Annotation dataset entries
▼

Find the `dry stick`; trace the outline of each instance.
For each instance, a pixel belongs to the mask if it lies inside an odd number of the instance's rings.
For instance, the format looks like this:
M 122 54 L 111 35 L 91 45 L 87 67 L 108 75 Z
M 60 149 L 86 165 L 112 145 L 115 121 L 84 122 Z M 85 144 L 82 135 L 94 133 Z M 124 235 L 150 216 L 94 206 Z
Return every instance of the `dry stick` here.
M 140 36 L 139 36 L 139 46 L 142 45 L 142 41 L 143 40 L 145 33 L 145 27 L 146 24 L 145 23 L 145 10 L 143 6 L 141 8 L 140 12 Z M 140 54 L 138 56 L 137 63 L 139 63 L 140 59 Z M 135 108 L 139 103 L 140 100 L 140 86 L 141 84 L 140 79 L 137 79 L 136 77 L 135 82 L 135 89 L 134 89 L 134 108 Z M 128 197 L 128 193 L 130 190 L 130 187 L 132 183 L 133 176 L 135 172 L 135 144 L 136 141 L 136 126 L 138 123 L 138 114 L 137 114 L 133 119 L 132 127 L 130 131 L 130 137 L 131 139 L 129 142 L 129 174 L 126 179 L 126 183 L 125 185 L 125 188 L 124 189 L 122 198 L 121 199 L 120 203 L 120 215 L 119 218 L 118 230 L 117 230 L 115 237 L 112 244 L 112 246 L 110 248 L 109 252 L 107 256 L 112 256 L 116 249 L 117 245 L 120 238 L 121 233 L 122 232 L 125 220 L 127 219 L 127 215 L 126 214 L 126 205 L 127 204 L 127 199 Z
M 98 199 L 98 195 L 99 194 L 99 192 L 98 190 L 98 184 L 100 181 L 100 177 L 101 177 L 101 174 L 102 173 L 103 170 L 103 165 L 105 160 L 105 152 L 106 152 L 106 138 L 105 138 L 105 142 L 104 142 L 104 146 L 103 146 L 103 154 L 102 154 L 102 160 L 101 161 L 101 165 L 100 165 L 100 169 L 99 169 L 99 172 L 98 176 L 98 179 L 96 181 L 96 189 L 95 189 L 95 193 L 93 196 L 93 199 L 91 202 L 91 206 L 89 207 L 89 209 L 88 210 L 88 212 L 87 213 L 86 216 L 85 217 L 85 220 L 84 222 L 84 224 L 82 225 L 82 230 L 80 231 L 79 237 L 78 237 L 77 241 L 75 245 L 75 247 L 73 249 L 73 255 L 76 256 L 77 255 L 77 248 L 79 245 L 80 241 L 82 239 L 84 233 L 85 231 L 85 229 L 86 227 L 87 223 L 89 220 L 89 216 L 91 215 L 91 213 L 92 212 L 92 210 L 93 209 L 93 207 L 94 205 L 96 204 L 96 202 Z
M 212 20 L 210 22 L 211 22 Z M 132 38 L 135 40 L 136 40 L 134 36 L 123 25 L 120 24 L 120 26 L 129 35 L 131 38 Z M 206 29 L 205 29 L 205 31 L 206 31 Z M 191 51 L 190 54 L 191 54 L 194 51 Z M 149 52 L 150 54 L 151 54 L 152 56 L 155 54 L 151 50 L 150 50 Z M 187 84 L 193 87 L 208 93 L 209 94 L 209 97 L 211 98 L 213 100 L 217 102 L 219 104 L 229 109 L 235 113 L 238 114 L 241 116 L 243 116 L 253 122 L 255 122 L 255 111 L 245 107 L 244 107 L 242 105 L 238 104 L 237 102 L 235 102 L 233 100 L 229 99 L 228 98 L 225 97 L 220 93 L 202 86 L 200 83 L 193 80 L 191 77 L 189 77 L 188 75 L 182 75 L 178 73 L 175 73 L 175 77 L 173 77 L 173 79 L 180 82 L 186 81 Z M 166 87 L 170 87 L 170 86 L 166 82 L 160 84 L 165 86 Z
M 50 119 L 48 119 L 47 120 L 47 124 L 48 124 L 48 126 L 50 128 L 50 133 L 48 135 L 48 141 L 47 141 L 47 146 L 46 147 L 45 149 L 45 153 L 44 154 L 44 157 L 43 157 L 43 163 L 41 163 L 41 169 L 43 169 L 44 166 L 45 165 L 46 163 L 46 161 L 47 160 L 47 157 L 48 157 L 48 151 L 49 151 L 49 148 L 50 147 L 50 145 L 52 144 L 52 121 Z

▲

GIVEN TASK: Reproduce every line of the entries above verbatim.

ANSWER TO THIS TASK:
Find the `dry stick`; trace the outline of each instance.
For each instance, a pixel belongs to the mask if it lies inside an odd number of the instance's rings.
For instance, the format looks like this:
M 122 54 L 111 35 L 91 45 L 87 67 L 108 75 Z
M 60 149 L 86 165 L 112 145 L 115 121 L 84 122 Z M 85 144 L 82 135 L 94 133 Z M 124 235 L 150 216 L 94 206 Z
Return every instance of the `dry stick` here.
M 140 36 L 139 36 L 139 46 L 142 45 L 142 41 L 143 40 L 145 33 L 145 27 L 146 24 L 145 23 L 145 10 L 143 6 L 141 8 L 140 12 Z M 140 54 L 138 56 L 137 63 L 139 63 L 140 59 Z M 135 108 L 139 103 L 140 100 L 140 86 L 141 84 L 140 79 L 137 79 L 136 77 L 135 82 L 135 89 L 134 89 L 134 108 Z M 128 197 L 128 193 L 130 190 L 130 187 L 132 183 L 133 176 L 135 172 L 135 144 L 136 141 L 136 126 L 138 123 L 138 114 L 137 114 L 133 119 L 132 127 L 130 131 L 130 137 L 131 139 L 129 142 L 129 174 L 126 179 L 126 183 L 125 185 L 125 188 L 124 189 L 122 198 L 121 199 L 120 203 L 120 215 L 119 218 L 118 230 L 117 230 L 115 237 L 112 244 L 112 246 L 110 248 L 109 252 L 107 256 L 112 256 L 116 249 L 117 245 L 120 238 L 121 233 L 122 232 L 125 220 L 127 219 L 127 215 L 126 214 L 126 205 L 127 204 L 127 199 Z
M 98 199 L 98 195 L 99 194 L 99 192 L 98 190 L 98 184 L 100 181 L 100 177 L 101 177 L 101 174 L 102 173 L 103 170 L 103 165 L 105 160 L 105 152 L 106 152 L 106 138 L 105 138 L 105 142 L 104 142 L 104 146 L 103 146 L 103 154 L 102 154 L 102 160 L 101 161 L 101 165 L 100 165 L 100 169 L 99 169 L 99 172 L 98 176 L 98 179 L 96 181 L 96 189 L 95 189 L 95 193 L 93 196 L 93 199 L 91 202 L 91 206 L 89 207 L 89 209 L 88 210 L 88 212 L 87 213 L 86 216 L 85 217 L 85 220 L 84 222 L 84 224 L 82 225 L 82 230 L 80 231 L 79 237 L 78 237 L 77 241 L 75 245 L 75 247 L 73 249 L 73 255 L 76 256 L 77 255 L 77 248 L 79 245 L 80 241 L 82 239 L 84 233 L 85 231 L 85 229 L 86 227 L 87 223 L 89 220 L 89 216 L 91 215 L 91 213 L 92 212 L 92 210 L 93 209 L 93 207 L 94 205 L 96 204 L 96 202 Z
M 212 20 L 210 22 L 211 22 Z M 132 38 L 135 40 L 136 40 L 134 36 L 123 25 L 120 24 L 120 26 L 129 35 L 131 38 Z M 206 29 L 205 29 L 205 31 L 206 31 Z M 191 51 L 190 54 L 191 54 L 194 51 Z M 149 52 L 150 54 L 151 54 L 152 56 L 155 54 L 151 50 L 150 50 Z M 187 84 L 193 87 L 208 93 L 209 94 L 209 97 L 211 98 L 213 100 L 217 102 L 219 104 L 229 109 L 235 113 L 238 114 L 241 116 L 243 116 L 253 122 L 255 122 L 255 111 L 245 107 L 244 107 L 242 105 L 238 104 L 237 102 L 235 102 L 233 100 L 229 99 L 228 98 L 225 97 L 220 93 L 202 86 L 200 83 L 193 80 L 191 77 L 189 77 L 188 75 L 182 75 L 178 73 L 175 73 L 175 77 L 173 77 L 173 79 L 180 82 L 186 81 Z M 166 87 L 170 87 L 170 86 L 166 82 L 160 84 L 165 86 Z
M 50 119 L 48 119 L 47 120 L 47 124 L 48 124 L 48 126 L 50 128 L 50 133 L 48 135 L 48 141 L 47 141 L 47 146 L 46 147 L 45 149 L 45 153 L 44 154 L 44 157 L 43 157 L 43 163 L 41 163 L 41 169 L 43 169 L 44 166 L 45 165 L 46 163 L 46 161 L 47 160 L 47 157 L 48 157 L 48 151 L 49 151 L 49 148 L 50 147 L 50 145 L 52 144 L 52 121 Z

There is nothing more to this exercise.